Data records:
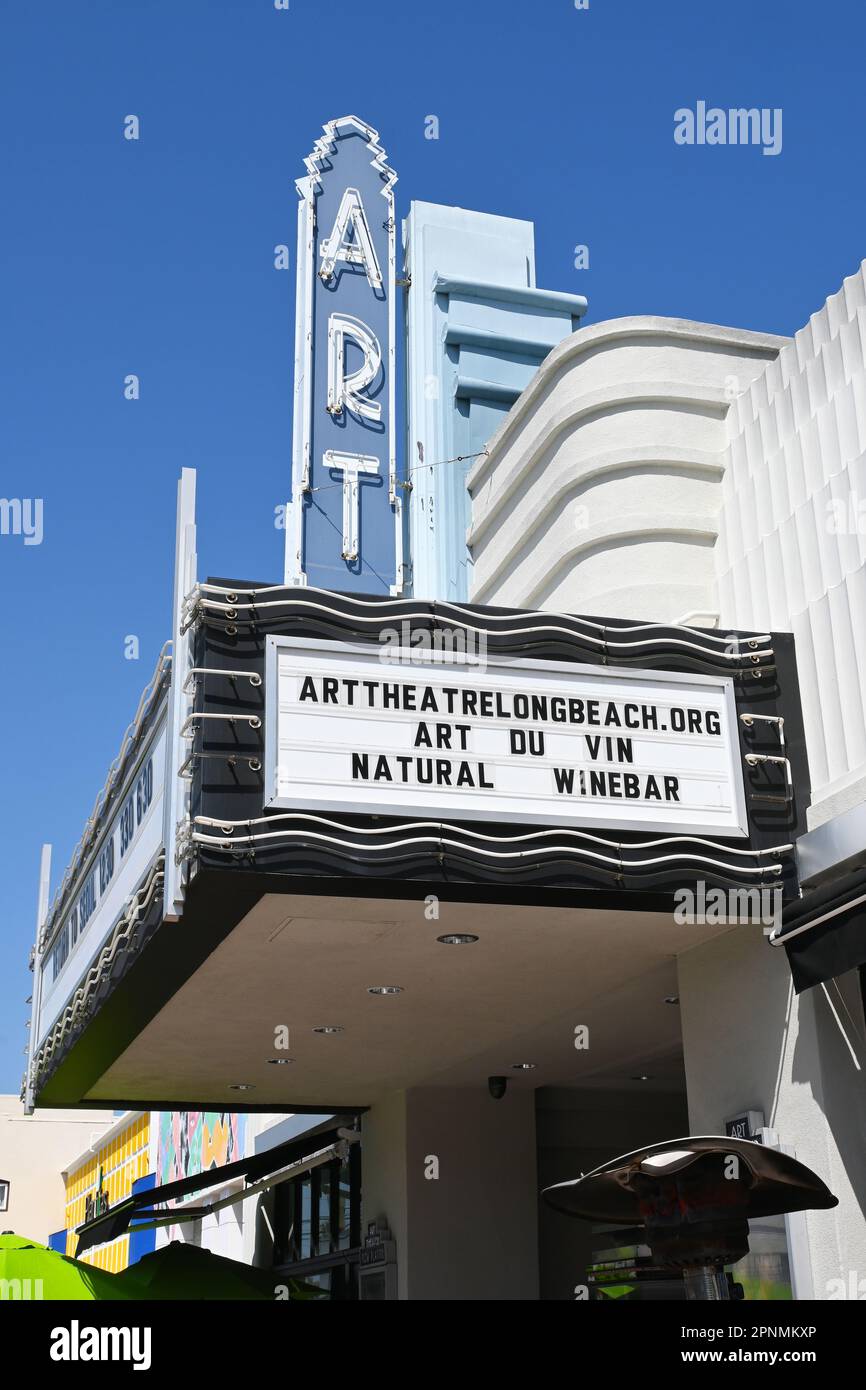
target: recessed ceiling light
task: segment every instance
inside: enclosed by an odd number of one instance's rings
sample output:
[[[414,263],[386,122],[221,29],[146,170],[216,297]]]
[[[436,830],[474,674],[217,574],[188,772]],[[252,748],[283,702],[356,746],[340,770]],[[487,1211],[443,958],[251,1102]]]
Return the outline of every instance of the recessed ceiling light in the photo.
[[[449,932],[447,936],[437,936],[436,940],[441,941],[443,946],[471,946],[478,937],[468,931],[455,931]]]
[[[229,1086],[230,1091],[254,1091],[255,1089],[252,1081],[239,1081],[236,1086]]]
[[[536,1068],[537,1066],[538,1066],[538,1063],[537,1063],[537,1062],[512,1062],[512,1063],[511,1063],[511,1070],[512,1070],[512,1071],[535,1071],[535,1068]]]
[[[314,1028],[314,1033],[345,1033],[345,1028],[340,1023],[327,1023],[321,1028]]]
[[[269,1057],[269,1067],[290,1067],[294,1062],[294,1057]]]
[[[680,996],[679,996],[678,994],[666,994],[666,995],[665,995],[665,1003],[666,1003],[666,1004],[678,1004],[679,1002],[680,1002]]]
[[[402,985],[371,985],[368,994],[402,994]]]
[[[633,1076],[632,1081],[652,1081],[652,1077],[649,1072],[642,1071],[640,1076]]]

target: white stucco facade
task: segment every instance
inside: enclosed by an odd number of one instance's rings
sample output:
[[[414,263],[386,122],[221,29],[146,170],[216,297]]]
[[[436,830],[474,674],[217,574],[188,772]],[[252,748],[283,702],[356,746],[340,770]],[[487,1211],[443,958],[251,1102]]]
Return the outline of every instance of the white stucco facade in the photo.
[[[665,622],[716,613],[731,396],[786,341],[665,318],[566,338],[470,473],[472,598]]]
[[[792,631],[824,881],[866,864],[864,267],[793,339],[648,317],[573,334],[468,485],[476,601]],[[798,996],[751,926],[677,964],[690,1132],[761,1111],[839,1198],[803,1221],[798,1296],[866,1291],[856,972]]]
[[[0,1096],[0,1179],[9,1184],[0,1231],[47,1244],[65,1225],[63,1172],[99,1144],[114,1124],[106,1110],[35,1110],[18,1096]]]

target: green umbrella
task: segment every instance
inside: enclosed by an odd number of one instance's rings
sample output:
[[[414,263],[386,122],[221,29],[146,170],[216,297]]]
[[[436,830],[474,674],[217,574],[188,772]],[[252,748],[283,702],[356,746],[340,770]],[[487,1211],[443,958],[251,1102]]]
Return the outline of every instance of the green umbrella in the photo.
[[[129,1299],[113,1274],[11,1233],[0,1236],[0,1299]]]
[[[318,1298],[321,1289],[297,1279],[281,1278],[274,1270],[256,1269],[214,1255],[199,1245],[173,1240],[151,1255],[143,1255],[114,1276],[128,1298],[150,1299],[276,1299],[278,1287],[288,1285],[289,1297]]]

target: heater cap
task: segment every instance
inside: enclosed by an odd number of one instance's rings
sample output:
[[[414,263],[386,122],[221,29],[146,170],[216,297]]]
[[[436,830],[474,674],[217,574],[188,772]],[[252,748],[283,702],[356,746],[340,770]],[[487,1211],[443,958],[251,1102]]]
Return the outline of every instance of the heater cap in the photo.
[[[546,1187],[542,1196],[554,1210],[568,1216],[643,1224],[648,1180],[657,1178],[661,1185],[699,1165],[712,1181],[733,1156],[741,1162],[741,1176],[748,1188],[742,1213],[746,1219],[812,1208],[826,1210],[839,1204],[817,1174],[797,1159],[764,1144],[723,1134],[669,1139],[635,1149],[583,1177]]]

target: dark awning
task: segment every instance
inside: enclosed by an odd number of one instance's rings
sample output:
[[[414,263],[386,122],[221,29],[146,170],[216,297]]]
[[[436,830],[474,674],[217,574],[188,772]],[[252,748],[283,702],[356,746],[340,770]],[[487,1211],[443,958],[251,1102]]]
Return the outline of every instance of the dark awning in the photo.
[[[866,869],[793,903],[770,939],[785,947],[798,994],[866,965]]]
[[[106,1241],[125,1235],[130,1223],[135,1220],[141,1222],[146,1218],[168,1215],[165,1211],[155,1213],[151,1210],[162,1202],[176,1201],[179,1197],[186,1197],[191,1192],[201,1192],[208,1187],[220,1187],[223,1183],[231,1182],[233,1178],[244,1178],[248,1183],[256,1182],[271,1173],[279,1172],[281,1168],[301,1163],[311,1154],[337,1143],[341,1128],[350,1125],[353,1118],[349,1115],[335,1116],[333,1120],[317,1129],[307,1130],[300,1138],[290,1139],[285,1144],[266,1149],[264,1153],[251,1154],[248,1158],[236,1159],[234,1163],[225,1163],[221,1168],[208,1168],[203,1173],[193,1173],[188,1178],[178,1178],[176,1182],[164,1183],[162,1187],[150,1187],[143,1192],[136,1192],[125,1201],[110,1207],[102,1215],[91,1217],[89,1221],[76,1226],[76,1256],[82,1255],[91,1246],[104,1245]],[[189,1217],[201,1216],[204,1211],[203,1208],[185,1206],[178,1211],[177,1216],[186,1220]]]

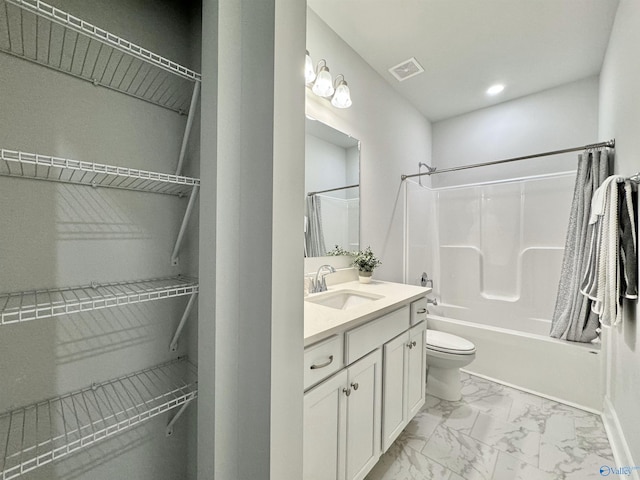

_Goal of the exercise_
With the pictures removed, copy the data above word for word.

_Solution to the problem_
target: recessed ceiling light
task: segment every instance
inside: enclosed by an odd number of one instance's rings
sample output:
[[[414,263],[386,122],[221,29],[146,170],[216,297]]]
[[[436,830],[474,674],[217,574],[188,772]],[[252,748],[283,702],[356,746],[340,770]],[[487,1211],[443,958],[251,1102]]]
Return the outline of every instance of the recessed ceiling light in the photo.
[[[449,932],[447,936],[437,936],[436,940],[441,941],[443,946],[471,946],[478,937],[468,931],[455,931]]]
[[[229,1086],[230,1091],[254,1091],[255,1089],[252,1081],[239,1081],[236,1086]]]
[[[536,1068],[537,1066],[538,1066],[538,1063],[537,1063],[537,1062],[512,1062],[512,1063],[511,1063],[511,1070],[512,1070],[512,1071],[535,1071],[535,1068]]]
[[[314,1028],[314,1033],[345,1033],[345,1028],[340,1023],[327,1023],[321,1028]]]
[[[269,1057],[269,1067],[290,1067],[294,1062],[294,1057]]]
[[[680,996],[679,996],[678,994],[666,994],[666,995],[665,995],[665,1003],[666,1003],[666,1004],[678,1004],[679,1002],[680,1002]]]
[[[402,985],[371,985],[368,994],[402,994]]]
[[[633,1076],[632,1081],[652,1081],[652,1077],[649,1072],[642,1071],[640,1076]]]

target: white stucco facade
task: segment every instance
inside: enclosed by an odd number of one instance's rings
sample output:
[[[414,263],[386,122],[221,29],[146,170],[216,297]]]
[[[436,830],[474,674],[217,574],[188,772]],[[252,748],[283,702],[356,746],[340,770]],[[487,1211],[443,958],[251,1102]]]
Return the outline of every instance of the white stucco facade in the photo.
[[[665,622],[716,613],[731,396],[786,341],[665,318],[566,338],[470,473],[472,598]]]
[[[792,631],[824,881],[866,864],[864,267],[793,339],[648,317],[573,334],[468,485],[476,601]],[[798,996],[751,926],[677,964],[690,1132],[761,1111],[839,1198],[803,1221],[798,1296],[866,1291],[856,972]]]
[[[0,1096],[0,1179],[9,1184],[0,1231],[47,1244],[65,1225],[63,1172],[99,1144],[114,1124],[106,1110],[35,1110],[18,1096]]]

target: green umbrella
task: segment every instance
inside: enclosed by an odd number of one instance's rings
sample output:
[[[414,263],[386,122],[221,29],[146,170],[216,297]]]
[[[436,830],[474,674],[217,574],[188,772]],[[252,748],[283,702],[356,746],[340,770]],[[487,1211],[443,958],[251,1102]]]
Return the outline of every instance of the green umbrella in the photo.
[[[129,1299],[113,1274],[11,1233],[0,1236],[0,1299]]]
[[[318,1298],[321,1289],[297,1279],[281,1278],[274,1270],[256,1269],[214,1255],[199,1245],[173,1240],[151,1255],[143,1255],[114,1276],[128,1298],[150,1299],[276,1299],[278,1287],[288,1285],[289,1297]]]

target: heater cap
task: segment every instance
inside: enclosed by an odd number of one instance's rings
sample output:
[[[414,263],[386,122],[221,29],[146,170],[216,297]]]
[[[436,830],[474,674],[217,574],[188,772]],[[252,748],[283,702],[356,746],[340,770]],[[487,1211],[443,958],[251,1102]]]
Return the outline of every instance of the heater cap in the photo.
[[[546,1187],[542,1196],[554,1210],[568,1216],[643,1224],[648,1180],[657,1178],[661,1185],[699,1165],[712,1181],[733,1156],[741,1162],[741,1176],[748,1188],[742,1213],[746,1219],[812,1208],[826,1210],[839,1204],[817,1174],[797,1159],[764,1144],[723,1134],[669,1139],[635,1149],[583,1177]]]

target: dark awning
task: segment every instance
inside: enclosed by an odd number of one instance's rings
sample output:
[[[414,263],[386,122],[221,29],[146,170],[216,297]]]
[[[436,830],[474,674],[217,574],[188,772]],[[252,748],[283,702],[356,746],[340,770]],[[487,1211],[443,958],[251,1102]]]
Return the outline of every instance of the dark awning in the photo.
[[[866,869],[793,903],[770,939],[785,947],[798,994],[866,965]]]
[[[106,1241],[125,1235],[130,1223],[135,1220],[141,1222],[146,1218],[168,1215],[165,1211],[155,1213],[151,1210],[162,1202],[176,1201],[179,1197],[186,1197],[191,1192],[201,1192],[208,1187],[220,1187],[223,1183],[231,1182],[233,1178],[244,1178],[248,1183],[256,1182],[271,1173],[279,1172],[281,1168],[301,1163],[311,1154],[337,1143],[341,1128],[350,1125],[353,1118],[349,1115],[335,1116],[333,1120],[317,1129],[307,1130],[300,1138],[290,1139],[285,1144],[266,1149],[264,1153],[251,1154],[248,1158],[236,1159],[234,1163],[225,1163],[221,1168],[208,1168],[203,1173],[193,1173],[188,1178],[178,1178],[176,1182],[164,1183],[162,1187],[150,1187],[143,1192],[136,1192],[125,1201],[110,1207],[102,1215],[91,1217],[89,1221],[76,1226],[76,1256],[82,1255],[91,1246],[104,1245]],[[189,1217],[201,1216],[204,1211],[203,1208],[185,1206],[178,1211],[177,1216],[186,1220]]]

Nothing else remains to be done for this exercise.